No pictures belong in the copy. Restate the rest of the data exactly.

Supplied data:
========================================================================

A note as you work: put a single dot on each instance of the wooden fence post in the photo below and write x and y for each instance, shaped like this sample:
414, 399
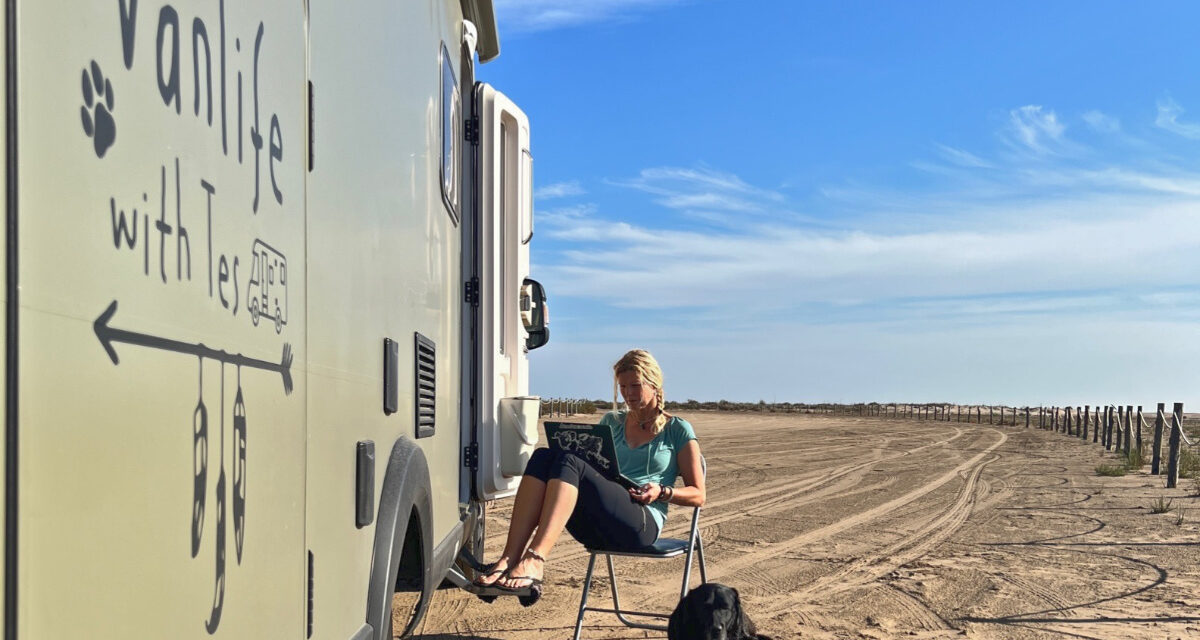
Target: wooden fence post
1128, 424
1119, 430
1156, 455
1108, 428
1139, 430
1173, 456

========================================================================

Answer to the problem:
A note as you work: put a single dot on each instance of the wooden fence post in the photo below and write x and y for each instance, shaped like this sample:
414, 399
Target: wooden fence post
1128, 424
1119, 430
1156, 455
1108, 428
1139, 430
1173, 456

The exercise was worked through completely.